■ VORGEGEBENER TEXT:
┌────────

Donnerstag, 14. Juli 2016

Der Himmel über Peking

Peking ist eine Geisterstadt. Der Himmel ist Zuckerwatte aus alten Abgasen und uns fällt das Atmen schwer. Die Sonne ist nur ein rundlicher Fleck, der etwas heller leuchtet als der Rest der Materie über uns. Vor den Betonquadern um unser Hotel in Flughafennähe bewegt sich nichts. Kaum jemand überquert die Straße. Und wo sind all die Fahrräder? Nur ein paar Autos auf der Stadtautobahn, die sich jedoch rasch zu einer zähflüssigen Masse zusammenballen, je näher wir der Innenstadt kommen. In der Ferne, wie eine leise Ahnung, sehen wir die Umrisse der alten Neubaublöcke. Das diffuse Licht macht sie weich, still und übernatürlich. 




Möglicherweise hat sich unser Hotel, in dem wir unsere erste von zwei Nächten in der chinesischen Hauptstadt verbracht haben, "Green Tree" genannt, um all dem einen Hauch Optimismus entgegen zu setzen. In der Glasvitrine in der Lobby gab es Zahnbürsten, Kondome, Spielkarten und Strumpfhosen. Im Flur roch es nach altem Rauch und die junge Frau an der Rezeption ließ den Satz "Ihr Zimmer kostet 207" von ihrem Handy erst übersetzen und dann auf Englisch aussprechen. Auf dem Tresen standen die Hotelvisitenkarten mit der Hoteladresse in Englisch und Chinesisch, damit man sie bei Bedarf seinem Taxifahrer zeigen kann.


Guter Hinweis fürs Leben allgemein.

Unsere erste Lektion haben wir bereits zehn Stunden zuvor am Flughafen gelernt: Nur weil wir in einem sozialistisch geprägten Land sind, heißt das nicht, dass niemand Interesse an unserem Geld hat. Die Fahrerin, die uns noch vor der Taxistation abgefangen und uns herrisch nach unserer Hoteladresse gefragt hat, war gegen kurz nach halb drei Uhr morgens im Besitz des mindestens doppelt so hohen Betrages, den die Fahrt eigentlich wert gewesen wäre. Iris zeigte zunächst noch Gegenwehr, doch letztlich waren wir einfach zu müde und froh, problemlos ein 72 Stunden gültiges Transitvisum bekommen zu haben, um die Frau gewordenene Barriere zwischen uns und den regulären Taxifahrern zu durchbrechen.

└────────

■ DATENMATERIAL:

┌────────

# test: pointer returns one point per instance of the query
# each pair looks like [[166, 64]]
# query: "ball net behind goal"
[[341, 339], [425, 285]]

└────────

■ AUFGABEN:
(1) Welche Dinge lagen laut dem Reisebericht über Peking in der Glasvitrine in der Hotellobby?
(2) Gib im Reisebericht über Peking alles von „Möglicherweise hat sich“ bis hinunter zu „Taxifahrer zeigen kann.“ wieder und ersetze dabei „Glasvitrine“ durch „Vitrine“.
(3) Setze den Reisebericht über Peking nach seinem letzten Satz fort.

■ LÖSUNGEN:
(1) Zahnbürsten, Kondome, Spielkarten und Strumpfhosen.

(2)
Möglicherweise hat sich unser Hotel, in dem wir unsere erste von zwei Nächten in der chinesischen Hauptstadt verbracht haben, "Green Tree" genannt, um all dem einen Hauch Optimismus entgegen zu setzen. In der Vitrine in der Lobby gab es Zahnbürsten, Kondome, Spielkarten und Strumpfhosen. Im Flur roch es nach altem Rauch und die junge Frau an der Rezeption ließ den Satz "Ihr Zimmer kostet 207" von ihrem Handy erst übersetzen und dann auf Englisch aussprechen. Auf dem Tresen standen die Hotelvisitenkarten mit der Hoteladresse in Englisch und Chinesisch, damit man sie bei Bedarf seinem Taxifahrer zeigen kann.

(3)
Aahh, die Fahrräder!

Auf der Straße in Peking versucht niemand, mich für einen Spottpreis zu massieren oder mir eine Fahrt irgendwohin anzubieten, wie es in Ubud der Fall war. Leider macht mir auch niemand Bananenpfannkuchen zum Frühstück. Niemanden interessiert es, wie ich mich fortbewege. Ich darf hier einfach sein, muss niemandem am laufenden Band eine Absage für seine mit Sicherheit liebevoll ausgeführte Dienstleistung erteilen. Die Leute gehen ihren Tätigkeiten nach und ab und zu stolpere ich halt mal durchs Bild. Das gefällt mir. Niemand versucht, die Ästhetik seines Hauses/Restaurants/Hutongs auf instagram-taugliche Abgeschranztheit zu polieren und irgendwo noch einen Sinnspruch für ausgebrannte Westler unterzubringen, damit diese sich in ihrer Retro- und Relaxmanie angesprochen fühlen. Nach der touristenorienierten Fülle von Angeboten auf Bali darf ich mich ironischerweise in Peking entspannen. 



Was tut man in einer Geisterstadt, wenn man nur einen Nachmittag Zeit hat?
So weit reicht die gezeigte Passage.